YOUR OBJECTIVE:
Make an exact copy of all the material below, apart from the pictures.
──────── DATASET EXTRACT ────────
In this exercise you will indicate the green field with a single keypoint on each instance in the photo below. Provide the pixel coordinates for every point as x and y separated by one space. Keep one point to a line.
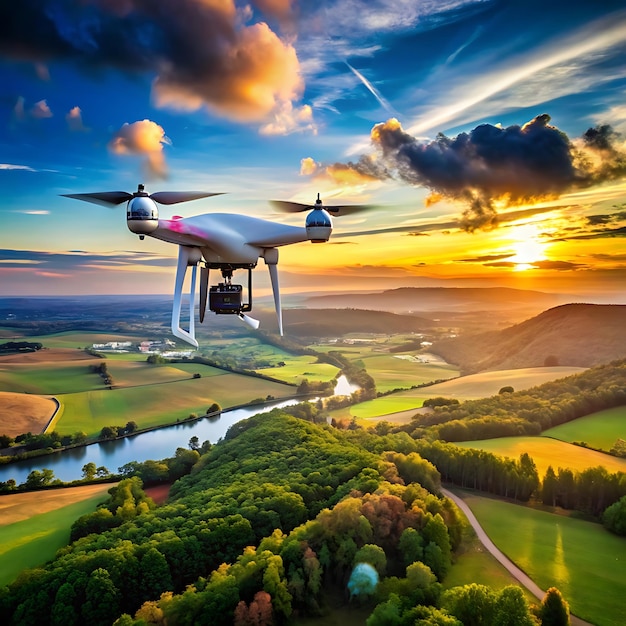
34 541
582 559
404 370
48 378
74 339
297 368
161 403
545 452
464 388
600 430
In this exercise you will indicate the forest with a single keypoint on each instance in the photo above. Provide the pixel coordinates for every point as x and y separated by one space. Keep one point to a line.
270 521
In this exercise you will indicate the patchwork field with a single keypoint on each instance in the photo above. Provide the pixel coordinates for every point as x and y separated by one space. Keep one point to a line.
464 388
23 413
33 526
599 430
161 403
545 451
394 371
581 558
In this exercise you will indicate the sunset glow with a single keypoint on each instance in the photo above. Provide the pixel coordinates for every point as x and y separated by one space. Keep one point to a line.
489 154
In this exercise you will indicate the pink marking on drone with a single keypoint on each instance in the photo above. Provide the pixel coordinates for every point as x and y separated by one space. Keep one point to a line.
177 225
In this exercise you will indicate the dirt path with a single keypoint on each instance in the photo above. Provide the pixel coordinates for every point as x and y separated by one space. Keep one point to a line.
515 571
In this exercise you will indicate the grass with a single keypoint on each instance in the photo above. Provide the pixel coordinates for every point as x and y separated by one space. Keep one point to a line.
73 339
402 371
545 452
36 539
48 378
297 368
161 403
581 558
600 430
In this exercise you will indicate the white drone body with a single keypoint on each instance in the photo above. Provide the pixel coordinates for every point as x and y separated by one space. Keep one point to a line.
222 241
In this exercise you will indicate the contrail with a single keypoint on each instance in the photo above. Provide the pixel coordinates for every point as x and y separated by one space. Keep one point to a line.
373 91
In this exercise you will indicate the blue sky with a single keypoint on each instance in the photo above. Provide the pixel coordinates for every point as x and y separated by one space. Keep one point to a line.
490 132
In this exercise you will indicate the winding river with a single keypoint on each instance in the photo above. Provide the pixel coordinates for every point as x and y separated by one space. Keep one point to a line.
155 444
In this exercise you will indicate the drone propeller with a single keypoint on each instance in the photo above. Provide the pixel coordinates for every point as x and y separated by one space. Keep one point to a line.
295 207
113 198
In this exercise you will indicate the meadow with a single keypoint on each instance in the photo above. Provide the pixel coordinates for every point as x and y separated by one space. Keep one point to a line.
581 558
470 387
545 451
33 526
599 430
161 403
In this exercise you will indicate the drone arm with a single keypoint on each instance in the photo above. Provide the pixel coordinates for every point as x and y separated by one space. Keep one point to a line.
184 259
271 260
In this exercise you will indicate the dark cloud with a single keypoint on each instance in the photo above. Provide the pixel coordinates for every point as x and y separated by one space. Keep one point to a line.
492 165
201 53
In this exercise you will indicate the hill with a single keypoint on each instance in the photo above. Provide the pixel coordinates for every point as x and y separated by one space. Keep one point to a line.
577 335
433 299
336 322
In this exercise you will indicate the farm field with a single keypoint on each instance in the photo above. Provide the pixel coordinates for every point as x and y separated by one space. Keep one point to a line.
22 413
297 368
545 451
393 371
49 378
470 387
161 403
600 430
581 558
77 339
35 525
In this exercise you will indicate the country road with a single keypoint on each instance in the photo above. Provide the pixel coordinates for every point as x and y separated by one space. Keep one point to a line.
515 571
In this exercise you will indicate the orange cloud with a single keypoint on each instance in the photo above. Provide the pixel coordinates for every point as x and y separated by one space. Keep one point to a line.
143 138
259 76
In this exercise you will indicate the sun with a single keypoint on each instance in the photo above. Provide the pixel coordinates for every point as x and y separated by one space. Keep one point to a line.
527 246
────────
SOLUTION:
In this exercise you will indicate the green field with a single keypoint on each instance in the photo below. Provide the pixel coordinates for every point as x and y separated by one space. Keep one point to a line.
34 541
582 559
404 370
48 378
74 339
297 368
161 403
545 452
464 388
600 430
In this exercise you will indicate the forest with a single keypoint on each instance in the photo above. Provide the pixel coordinates for every point as x and y separated by one space. Keep one point to a line.
270 521
In this exercise you will indicate the patchwork field with a single keypoint on each instance in the photo above. Provide the pixel coordinates for every point as x and y separated by one space. Keep one point to a line.
464 388
23 413
33 526
599 430
161 403
545 451
394 371
581 558
In this exercise you will indicate the sunset glow with a single keypoint on each instance in the photo above. Provide the pixel coordinates for every point as x and y separated by one space. Keep one point to a line.
489 154
In this exercise you will indicate the pink marking on drone with a single keypoint on each instance in the photo above. Provide the pixel coordinates for every point as x and y separated by one space. Keep one point to a line.
177 225
In this exercise you will indicate the dirt path with a single keypoint on each instance in the photo above. Provide the pixel coordinates for every point as x and y separated by one space. Keep one point to a line.
515 571
In this exercise you will indicate the grass with a single keypoint on each instance in the photo above. Provide the pixel coordinates for every point as x and y separated by one space. Keep one point to a line.
73 339
402 371
545 452
36 539
48 378
297 368
161 403
581 558
600 430
In this exercise you will indicate the white drone body with a single keypoint on each instance in the photo above. Provide the pixel coordinates for every point as x and y separated by one space. Keep one point to a line.
222 241
In this exercise you will indicate the contrail with a single keypoint on each instance in the photo above. Provide the pixel coordinates for every point as x and y separated by one space. Keep one point to a line.
373 91
In this exercise you will indicate the blue sky with a single keypoint on each instance in the photo above. Provide the pixel coordinates for every point as x and y separated by one space. Keep one point to a line.
490 132
In this exercise you will indicate the winding river with a single keypoint on each instance in the photo above. Provide the pixel coordinates for every point as x and y separated by one space. Keep one point to a line.
155 444
In this exercise you will indicate the drone propeller with a single keypoint on each instance in the photo above. Provide the pixel coordinates for every point as x and y separated by one space. Keep one point to a line.
295 207
113 198
In this exercise you will indicate the meadow with a single keypoint on each instance in the photo above. Provide the pixel coordinates for every point as x and y separated by one space. Keep one point to a line.
581 558
470 387
545 451
33 526
599 430
161 403
In this exercise you will indicate the drone arm with a single keypoint on each instance in the photo above. Provide the pixel coordinates for every point as x and y separated by one space. Keep one point to a line.
184 259
271 260
In this exercise you will indicate the dark cloud with a single keypoint on each instance in the photo above. Provide the pixel coordinates for every point as x and y separated by one space. Keep one point to a line.
492 165
201 53
In this exercise you will indicate the hill with a single keypoint on each instance in the photo above. Provide the pixel coordinates for every point as x and y separated by one space. Keep one point to a line.
577 335
433 299
336 322
In this exercise you will indicate the farm field with a single keypoint on each instance in the photo above. Provide the pixel coordinates for every point as x and y separated by one space. Keep one point to a line.
22 413
297 368
545 451
393 371
49 378
470 387
161 403
600 430
581 558
77 339
35 525
In this exercise you will indicate the country road with a single keypoint on each instance in the photo above. Provide the pixel coordinates for every point as x and y separated by one space. Keep one point to a line.
515 571
In this exercise you will indicate the orange cloud with a single keypoint on each instance in the photo above. Provide the pixel coordinates for every point as x and y separated by one space. Keep one point to a line.
143 138
259 76
In this exercise you will indicate the sun with a single keypoint on each instance in the photo above. Provide the pixel coordinates for every point as x and y separated by one space. Keep one point to a line.
527 246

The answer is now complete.